───── Provided data

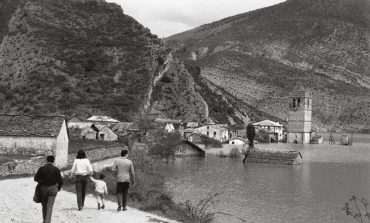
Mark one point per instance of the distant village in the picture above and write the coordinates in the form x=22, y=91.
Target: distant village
x=23, y=135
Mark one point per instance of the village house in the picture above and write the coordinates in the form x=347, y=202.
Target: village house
x=187, y=148
x=237, y=131
x=23, y=135
x=76, y=123
x=122, y=128
x=219, y=132
x=170, y=124
x=238, y=141
x=99, y=132
x=271, y=128
x=194, y=137
x=100, y=118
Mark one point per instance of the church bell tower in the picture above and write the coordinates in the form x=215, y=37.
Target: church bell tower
x=300, y=117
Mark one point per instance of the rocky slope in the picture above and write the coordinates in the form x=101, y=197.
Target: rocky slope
x=84, y=57
x=258, y=57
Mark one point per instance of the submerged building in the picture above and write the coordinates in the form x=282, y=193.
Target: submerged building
x=300, y=117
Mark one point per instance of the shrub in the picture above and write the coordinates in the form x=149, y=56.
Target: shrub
x=235, y=153
x=353, y=209
x=221, y=154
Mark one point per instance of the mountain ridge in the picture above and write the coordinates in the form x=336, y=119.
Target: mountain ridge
x=319, y=44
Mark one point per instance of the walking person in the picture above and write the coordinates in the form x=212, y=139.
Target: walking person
x=82, y=169
x=50, y=182
x=100, y=190
x=125, y=175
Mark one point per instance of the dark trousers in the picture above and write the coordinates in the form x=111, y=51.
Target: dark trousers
x=81, y=184
x=47, y=195
x=122, y=192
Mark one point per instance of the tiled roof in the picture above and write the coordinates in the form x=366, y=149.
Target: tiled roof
x=268, y=123
x=97, y=118
x=23, y=125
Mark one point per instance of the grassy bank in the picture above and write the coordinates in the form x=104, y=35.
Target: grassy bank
x=149, y=194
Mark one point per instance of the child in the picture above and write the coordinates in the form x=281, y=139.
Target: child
x=100, y=190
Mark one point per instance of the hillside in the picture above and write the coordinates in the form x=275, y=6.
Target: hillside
x=259, y=56
x=73, y=56
x=85, y=57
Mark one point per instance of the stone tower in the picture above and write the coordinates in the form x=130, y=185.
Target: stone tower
x=300, y=117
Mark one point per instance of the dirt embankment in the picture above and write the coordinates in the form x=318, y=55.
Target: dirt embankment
x=17, y=206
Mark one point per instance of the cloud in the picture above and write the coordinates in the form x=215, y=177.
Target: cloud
x=167, y=17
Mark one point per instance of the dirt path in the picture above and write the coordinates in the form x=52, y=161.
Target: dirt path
x=16, y=205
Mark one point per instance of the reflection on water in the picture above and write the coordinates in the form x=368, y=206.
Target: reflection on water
x=314, y=191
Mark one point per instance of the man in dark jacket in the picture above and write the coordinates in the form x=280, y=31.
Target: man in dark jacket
x=51, y=181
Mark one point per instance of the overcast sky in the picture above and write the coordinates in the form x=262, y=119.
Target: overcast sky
x=167, y=17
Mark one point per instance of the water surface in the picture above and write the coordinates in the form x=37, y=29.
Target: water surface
x=314, y=191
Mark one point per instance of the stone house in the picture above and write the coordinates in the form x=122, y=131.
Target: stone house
x=238, y=141
x=99, y=132
x=122, y=128
x=238, y=131
x=271, y=128
x=187, y=148
x=100, y=118
x=219, y=132
x=23, y=135
x=76, y=123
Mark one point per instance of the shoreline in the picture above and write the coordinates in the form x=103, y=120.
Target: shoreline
x=18, y=206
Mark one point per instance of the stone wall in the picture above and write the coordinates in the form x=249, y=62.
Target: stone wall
x=27, y=146
x=28, y=167
x=274, y=157
x=98, y=154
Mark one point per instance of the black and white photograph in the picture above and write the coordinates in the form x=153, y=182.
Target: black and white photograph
x=185, y=111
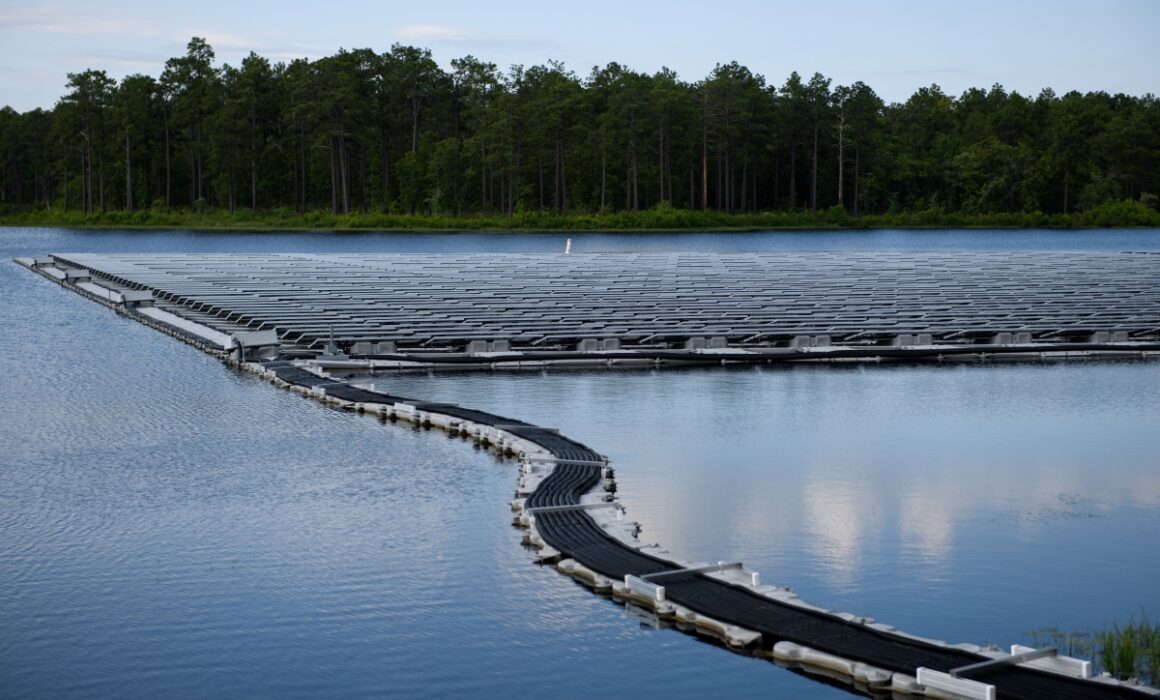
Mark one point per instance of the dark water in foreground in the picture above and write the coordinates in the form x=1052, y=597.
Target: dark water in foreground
x=172, y=528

──────────

Could you return exactly the stretch of the data above that starts at the line with "Mark one point per instance of the child" and ends at the line with "Mark one point per instance of the stone wall", both lines included?

Answer box:
Mark one point per instance of the child in the picture above and write the coordinates in the form x=281, y=139.
Target: child
x=100, y=190
Mark one point per instance of the hillside in the picture above and write the coordinates in the form x=275, y=6.
Target: hillside
x=259, y=56
x=73, y=56
x=85, y=57
Mark one point per instance of the stone tower in the picture above and write the coordinates in the form x=130, y=185.
Target: stone tower
x=300, y=117
Mark one point per instance of the dirt embankment in the picture above and write the coordinates in the form x=318, y=55.
Target: dirt embankment
x=17, y=206
Mark one point per instance of the cloud in the picture above and write the coordinates in the form x=215, y=177.
Target: cloud
x=167, y=17
Mark one point per instance of the dirt path in the picture above and write the coordinates in the form x=52, y=161.
Target: dirt path
x=16, y=205
Mark one point per instance of the reflection on water in the picture above and write the coordinates in the form x=368, y=206.
Target: reflection on water
x=314, y=191
Mark one point per instance of the man in dark jacket in the picture above and write the coordinates in the form x=280, y=31.
Target: man in dark jacket
x=51, y=181
Mark one point per instance of the overcast sky in the picture above and write the coordinates in the form x=262, y=119.
Target: overcast sky
x=167, y=17
Mark one point per instance of the water surface in the picture above and write the coordinates in the form x=37, y=29.
Target: water surface
x=314, y=191
Mark one point per instance of the stone house in the picture above and write the coordinates in the form x=122, y=131.
Target: stone house
x=238, y=141
x=99, y=132
x=122, y=128
x=238, y=131
x=271, y=128
x=187, y=148
x=100, y=118
x=219, y=132
x=23, y=135
x=76, y=123
Mark one point per instance of the shoreline in the picture above and write the coordinates in the form x=103, y=120.
Target: shoreline
x=18, y=206
Mark one point per instance of the stone wall in the picture above and write the coordinates in the form x=249, y=62.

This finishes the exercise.